[Dataset items]
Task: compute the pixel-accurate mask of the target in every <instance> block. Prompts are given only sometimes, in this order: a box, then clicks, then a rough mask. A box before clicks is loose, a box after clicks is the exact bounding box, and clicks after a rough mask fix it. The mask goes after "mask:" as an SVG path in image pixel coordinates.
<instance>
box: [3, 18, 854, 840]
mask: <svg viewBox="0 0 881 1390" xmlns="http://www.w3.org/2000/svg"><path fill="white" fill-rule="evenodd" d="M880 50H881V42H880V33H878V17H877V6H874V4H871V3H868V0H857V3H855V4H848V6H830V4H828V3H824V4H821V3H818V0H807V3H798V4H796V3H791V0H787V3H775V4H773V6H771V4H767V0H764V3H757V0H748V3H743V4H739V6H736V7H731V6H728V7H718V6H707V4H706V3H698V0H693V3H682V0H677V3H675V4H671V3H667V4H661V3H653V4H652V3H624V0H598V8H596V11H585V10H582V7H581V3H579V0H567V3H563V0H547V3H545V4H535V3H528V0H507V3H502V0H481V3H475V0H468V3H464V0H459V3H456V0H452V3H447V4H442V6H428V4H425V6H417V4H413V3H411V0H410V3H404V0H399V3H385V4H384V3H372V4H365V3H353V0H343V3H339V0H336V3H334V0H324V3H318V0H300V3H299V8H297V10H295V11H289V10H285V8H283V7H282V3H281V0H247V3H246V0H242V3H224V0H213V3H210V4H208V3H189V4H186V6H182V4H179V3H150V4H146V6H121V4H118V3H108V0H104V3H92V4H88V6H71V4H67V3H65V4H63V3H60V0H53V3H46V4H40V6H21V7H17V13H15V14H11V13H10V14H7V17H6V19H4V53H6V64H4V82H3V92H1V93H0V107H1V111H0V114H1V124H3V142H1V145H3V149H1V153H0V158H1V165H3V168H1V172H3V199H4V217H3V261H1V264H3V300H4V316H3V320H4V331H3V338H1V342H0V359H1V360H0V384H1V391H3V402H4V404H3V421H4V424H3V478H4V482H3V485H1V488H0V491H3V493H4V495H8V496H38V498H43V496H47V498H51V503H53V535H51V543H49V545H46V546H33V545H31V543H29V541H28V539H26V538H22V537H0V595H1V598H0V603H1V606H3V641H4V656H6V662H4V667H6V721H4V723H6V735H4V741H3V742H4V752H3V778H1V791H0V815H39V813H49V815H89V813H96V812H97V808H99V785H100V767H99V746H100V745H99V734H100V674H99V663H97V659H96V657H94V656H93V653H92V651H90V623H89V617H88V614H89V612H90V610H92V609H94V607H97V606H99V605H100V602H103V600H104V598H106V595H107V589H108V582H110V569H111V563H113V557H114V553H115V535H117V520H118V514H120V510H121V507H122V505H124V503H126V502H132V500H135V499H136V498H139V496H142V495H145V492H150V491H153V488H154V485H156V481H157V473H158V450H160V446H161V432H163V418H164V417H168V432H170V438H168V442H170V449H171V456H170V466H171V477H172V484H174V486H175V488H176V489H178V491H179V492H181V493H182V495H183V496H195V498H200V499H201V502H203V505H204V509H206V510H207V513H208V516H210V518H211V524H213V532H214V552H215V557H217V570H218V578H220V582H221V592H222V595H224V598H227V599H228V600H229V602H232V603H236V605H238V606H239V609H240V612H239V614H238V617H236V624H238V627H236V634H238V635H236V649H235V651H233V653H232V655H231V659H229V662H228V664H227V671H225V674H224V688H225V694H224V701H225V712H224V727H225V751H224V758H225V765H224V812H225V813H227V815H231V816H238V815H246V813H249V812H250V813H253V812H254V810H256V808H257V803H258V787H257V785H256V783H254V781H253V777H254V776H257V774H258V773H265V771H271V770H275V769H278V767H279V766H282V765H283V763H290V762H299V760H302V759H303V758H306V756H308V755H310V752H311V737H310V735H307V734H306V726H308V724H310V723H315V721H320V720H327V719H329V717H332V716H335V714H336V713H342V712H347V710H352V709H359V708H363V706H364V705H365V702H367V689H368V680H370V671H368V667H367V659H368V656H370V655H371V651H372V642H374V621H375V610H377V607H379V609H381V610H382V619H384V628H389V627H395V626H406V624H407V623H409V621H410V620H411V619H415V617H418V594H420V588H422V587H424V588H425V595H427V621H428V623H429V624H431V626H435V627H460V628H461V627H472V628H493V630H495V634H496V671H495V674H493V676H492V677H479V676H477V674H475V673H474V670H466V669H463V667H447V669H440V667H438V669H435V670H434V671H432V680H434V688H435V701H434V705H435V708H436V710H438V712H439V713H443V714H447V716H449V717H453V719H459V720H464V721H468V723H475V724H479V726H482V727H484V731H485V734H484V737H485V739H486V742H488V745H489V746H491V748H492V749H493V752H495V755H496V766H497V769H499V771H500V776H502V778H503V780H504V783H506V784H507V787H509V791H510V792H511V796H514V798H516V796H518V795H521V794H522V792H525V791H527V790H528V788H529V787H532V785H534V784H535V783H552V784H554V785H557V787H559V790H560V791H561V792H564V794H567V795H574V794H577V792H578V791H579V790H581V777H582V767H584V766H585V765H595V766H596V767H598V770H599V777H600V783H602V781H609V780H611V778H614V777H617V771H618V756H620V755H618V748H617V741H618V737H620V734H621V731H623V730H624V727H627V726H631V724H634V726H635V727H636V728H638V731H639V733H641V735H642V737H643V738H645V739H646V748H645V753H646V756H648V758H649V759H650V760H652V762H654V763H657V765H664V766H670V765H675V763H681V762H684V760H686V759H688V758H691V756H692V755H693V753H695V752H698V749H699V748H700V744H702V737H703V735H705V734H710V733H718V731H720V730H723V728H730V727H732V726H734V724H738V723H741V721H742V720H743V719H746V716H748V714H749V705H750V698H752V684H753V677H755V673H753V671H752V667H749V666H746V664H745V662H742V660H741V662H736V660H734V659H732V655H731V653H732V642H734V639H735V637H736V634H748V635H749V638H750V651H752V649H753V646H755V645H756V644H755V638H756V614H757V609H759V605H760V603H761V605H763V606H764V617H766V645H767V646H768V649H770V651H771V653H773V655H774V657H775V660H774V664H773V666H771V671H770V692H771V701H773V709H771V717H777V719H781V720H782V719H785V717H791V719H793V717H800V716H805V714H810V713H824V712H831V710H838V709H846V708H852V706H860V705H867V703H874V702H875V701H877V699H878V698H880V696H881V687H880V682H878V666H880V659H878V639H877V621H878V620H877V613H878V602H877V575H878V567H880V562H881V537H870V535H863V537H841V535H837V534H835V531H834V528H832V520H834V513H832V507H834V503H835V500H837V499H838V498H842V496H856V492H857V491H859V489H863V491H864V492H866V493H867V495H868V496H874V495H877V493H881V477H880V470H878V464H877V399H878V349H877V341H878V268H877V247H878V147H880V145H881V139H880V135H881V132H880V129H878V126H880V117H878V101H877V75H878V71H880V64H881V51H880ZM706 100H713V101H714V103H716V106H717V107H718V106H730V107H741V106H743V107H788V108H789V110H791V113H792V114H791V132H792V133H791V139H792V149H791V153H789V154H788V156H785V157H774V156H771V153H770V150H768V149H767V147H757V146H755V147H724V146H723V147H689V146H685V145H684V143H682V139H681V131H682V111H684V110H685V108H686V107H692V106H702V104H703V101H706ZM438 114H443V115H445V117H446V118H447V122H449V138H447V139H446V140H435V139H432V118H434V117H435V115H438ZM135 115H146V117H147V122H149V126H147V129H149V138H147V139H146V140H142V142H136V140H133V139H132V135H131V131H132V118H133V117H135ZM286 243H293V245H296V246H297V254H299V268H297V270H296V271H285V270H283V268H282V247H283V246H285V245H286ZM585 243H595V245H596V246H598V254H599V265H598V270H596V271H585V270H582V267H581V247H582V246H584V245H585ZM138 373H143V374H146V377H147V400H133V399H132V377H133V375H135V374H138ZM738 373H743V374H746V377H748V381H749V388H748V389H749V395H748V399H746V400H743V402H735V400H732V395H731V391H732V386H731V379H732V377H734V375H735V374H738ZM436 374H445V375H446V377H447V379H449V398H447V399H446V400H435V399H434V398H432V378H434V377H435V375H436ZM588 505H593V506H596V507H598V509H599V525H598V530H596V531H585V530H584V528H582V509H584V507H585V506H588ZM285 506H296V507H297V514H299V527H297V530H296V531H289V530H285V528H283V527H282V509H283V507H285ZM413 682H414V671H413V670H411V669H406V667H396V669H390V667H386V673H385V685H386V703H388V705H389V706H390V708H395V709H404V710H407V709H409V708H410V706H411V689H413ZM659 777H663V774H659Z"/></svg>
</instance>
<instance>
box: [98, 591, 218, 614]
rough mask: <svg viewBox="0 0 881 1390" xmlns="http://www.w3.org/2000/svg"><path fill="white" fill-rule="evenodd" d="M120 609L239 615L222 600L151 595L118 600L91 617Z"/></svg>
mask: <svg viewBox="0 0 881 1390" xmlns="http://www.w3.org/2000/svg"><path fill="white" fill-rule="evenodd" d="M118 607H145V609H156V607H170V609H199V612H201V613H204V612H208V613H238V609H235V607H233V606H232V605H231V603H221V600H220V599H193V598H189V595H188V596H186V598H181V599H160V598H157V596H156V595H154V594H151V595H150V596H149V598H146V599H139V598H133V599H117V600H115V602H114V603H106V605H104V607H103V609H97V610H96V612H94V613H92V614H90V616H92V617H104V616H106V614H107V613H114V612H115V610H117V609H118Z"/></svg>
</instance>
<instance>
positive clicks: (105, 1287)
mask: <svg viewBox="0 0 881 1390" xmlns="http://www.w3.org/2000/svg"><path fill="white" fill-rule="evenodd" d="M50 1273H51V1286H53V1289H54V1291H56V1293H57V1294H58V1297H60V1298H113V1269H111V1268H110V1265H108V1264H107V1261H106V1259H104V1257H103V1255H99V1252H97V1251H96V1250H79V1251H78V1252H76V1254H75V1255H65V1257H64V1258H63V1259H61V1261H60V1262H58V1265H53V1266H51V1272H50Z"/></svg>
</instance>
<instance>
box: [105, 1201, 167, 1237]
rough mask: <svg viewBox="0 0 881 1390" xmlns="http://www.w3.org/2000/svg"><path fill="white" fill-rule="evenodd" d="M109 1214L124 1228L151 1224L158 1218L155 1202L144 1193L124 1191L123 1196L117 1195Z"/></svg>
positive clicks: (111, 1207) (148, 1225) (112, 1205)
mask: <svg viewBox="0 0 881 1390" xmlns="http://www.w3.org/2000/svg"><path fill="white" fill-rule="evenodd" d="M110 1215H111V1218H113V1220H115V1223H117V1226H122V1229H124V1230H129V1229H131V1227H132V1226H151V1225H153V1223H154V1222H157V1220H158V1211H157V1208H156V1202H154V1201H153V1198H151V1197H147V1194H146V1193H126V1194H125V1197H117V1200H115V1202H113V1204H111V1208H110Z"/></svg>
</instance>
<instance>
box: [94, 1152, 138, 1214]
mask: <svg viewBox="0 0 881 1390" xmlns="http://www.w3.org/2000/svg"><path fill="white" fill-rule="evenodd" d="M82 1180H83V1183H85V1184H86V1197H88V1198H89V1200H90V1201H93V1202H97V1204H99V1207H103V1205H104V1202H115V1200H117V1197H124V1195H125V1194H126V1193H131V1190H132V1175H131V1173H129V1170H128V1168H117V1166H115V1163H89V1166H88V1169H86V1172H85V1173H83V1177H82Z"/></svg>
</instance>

*Task goal*: Scan the entries above for the string "positive", and copy every line where it turns up.

*Exercise result*:
positive clicks: (105, 1287)
positive clicks: (111, 1207) (148, 1225) (112, 1205)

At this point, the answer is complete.